How Obama Bungled the Sequester

What if they shrank the government and nobody noticed?

That's basically what's happening now that the dreaded "sequester" spending cuts have gone into effect, and nobody outside of Washington seems to care. In fact, the Dow Jones Industrial Average hit a new all-time high four days after the sequester kicked in, as if the private sector is sneering at Washington and the tantrums that typify national politics these days.

[READ: 10 Industries That Will Be Hurt Most by the Sequester]

That's not what President Barack Obama said would happen. In the weeks leading up to the sequester, he warned that the spending cuts, which will total about $85 billion this year, would snarl airport traffic, harm the national defense and kill hundreds of thousands of jobs. Obama has since eased up on the doomsaying, pointing out that it will take time for all this mayhem to unfold.

But Obama is now in an uncomfortable spot, because he looks as if he was exaggerating the impact of cuts that only amount to about 2.8 percent of the federal budget. Many families and businesses have had to adjust to far more severe cutbacks. So Obama, who has staked his second term on the success of an activist government, now has to keep reminding us when all this pain will materialize.

He's right that the impact of the cuts will build over time. The spending cutbacks are scheduled to happen throughout the year, so it's not surprising that little has happened so far. Once they're in effect for a month or more, it could start to impact corporate profitability, which would deflate the stock market. And key economic indicators like GDP growth and unemployment could come in worse than expected.

================

# [EXERCISE INSTRUCTIONS]
1) According to the sequester article, what share of the federal budget do the cuts amount to?
2) Reproduce the part of the sequester article starting at "That's basically what's" and ending at "politics these days.", word for word.

# [SUPPLIED RECORDS]
================

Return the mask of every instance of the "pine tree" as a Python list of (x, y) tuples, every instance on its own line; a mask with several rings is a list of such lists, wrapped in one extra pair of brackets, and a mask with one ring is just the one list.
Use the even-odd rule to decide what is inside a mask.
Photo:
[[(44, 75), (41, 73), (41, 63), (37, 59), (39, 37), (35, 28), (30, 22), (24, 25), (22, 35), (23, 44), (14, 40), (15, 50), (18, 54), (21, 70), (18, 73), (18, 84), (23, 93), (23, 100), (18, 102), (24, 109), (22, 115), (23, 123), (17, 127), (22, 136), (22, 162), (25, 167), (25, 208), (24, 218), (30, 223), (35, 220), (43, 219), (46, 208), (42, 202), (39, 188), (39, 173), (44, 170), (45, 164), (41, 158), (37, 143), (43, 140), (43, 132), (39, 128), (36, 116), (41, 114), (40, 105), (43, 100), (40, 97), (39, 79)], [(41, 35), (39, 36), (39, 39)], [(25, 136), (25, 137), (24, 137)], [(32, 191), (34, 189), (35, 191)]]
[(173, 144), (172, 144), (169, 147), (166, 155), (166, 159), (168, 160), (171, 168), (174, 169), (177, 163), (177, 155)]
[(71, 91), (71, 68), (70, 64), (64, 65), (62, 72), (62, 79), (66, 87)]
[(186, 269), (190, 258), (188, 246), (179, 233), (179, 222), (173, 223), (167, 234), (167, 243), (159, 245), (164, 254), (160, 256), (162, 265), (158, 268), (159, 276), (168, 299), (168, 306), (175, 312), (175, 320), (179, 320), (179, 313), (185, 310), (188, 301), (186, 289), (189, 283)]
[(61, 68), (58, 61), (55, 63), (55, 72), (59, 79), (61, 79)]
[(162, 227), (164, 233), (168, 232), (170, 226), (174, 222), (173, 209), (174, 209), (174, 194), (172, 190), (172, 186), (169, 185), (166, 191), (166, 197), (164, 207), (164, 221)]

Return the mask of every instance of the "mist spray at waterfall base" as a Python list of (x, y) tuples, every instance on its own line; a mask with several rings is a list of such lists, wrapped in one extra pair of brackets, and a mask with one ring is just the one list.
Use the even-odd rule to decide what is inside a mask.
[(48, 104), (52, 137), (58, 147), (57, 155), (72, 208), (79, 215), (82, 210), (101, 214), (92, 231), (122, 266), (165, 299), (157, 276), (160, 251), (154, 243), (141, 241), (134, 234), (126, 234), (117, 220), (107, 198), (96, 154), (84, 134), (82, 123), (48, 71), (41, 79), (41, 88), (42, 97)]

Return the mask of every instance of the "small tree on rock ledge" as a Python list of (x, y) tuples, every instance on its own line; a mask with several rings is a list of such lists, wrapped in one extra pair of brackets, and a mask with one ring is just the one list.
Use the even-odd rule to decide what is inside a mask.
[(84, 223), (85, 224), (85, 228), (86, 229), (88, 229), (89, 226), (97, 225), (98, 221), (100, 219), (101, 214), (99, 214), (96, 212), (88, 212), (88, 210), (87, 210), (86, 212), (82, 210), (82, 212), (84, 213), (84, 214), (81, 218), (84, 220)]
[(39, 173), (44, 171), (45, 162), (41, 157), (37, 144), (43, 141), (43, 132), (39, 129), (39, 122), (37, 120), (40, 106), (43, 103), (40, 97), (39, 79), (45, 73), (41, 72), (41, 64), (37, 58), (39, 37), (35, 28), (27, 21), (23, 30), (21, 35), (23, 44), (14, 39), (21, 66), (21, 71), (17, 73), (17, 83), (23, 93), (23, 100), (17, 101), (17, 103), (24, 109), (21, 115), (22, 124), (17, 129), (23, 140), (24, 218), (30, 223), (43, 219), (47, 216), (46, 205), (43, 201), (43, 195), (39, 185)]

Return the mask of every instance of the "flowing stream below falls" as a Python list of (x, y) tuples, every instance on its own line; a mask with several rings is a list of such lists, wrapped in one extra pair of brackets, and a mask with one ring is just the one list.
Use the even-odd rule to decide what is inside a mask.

================

# [SOLUTIONS]
1) About 2.8 percent

2)
That's basically what's happening now that the dreaded "sequester" spending cuts have gone into effect, and nobody outside of Washington seems to care. In fact, the Dow Jones Industrial Average hit a new all-time high four days after the sequester kicked in, as if the private sector is sneering at Washington and the tantrums that typify national politics these days.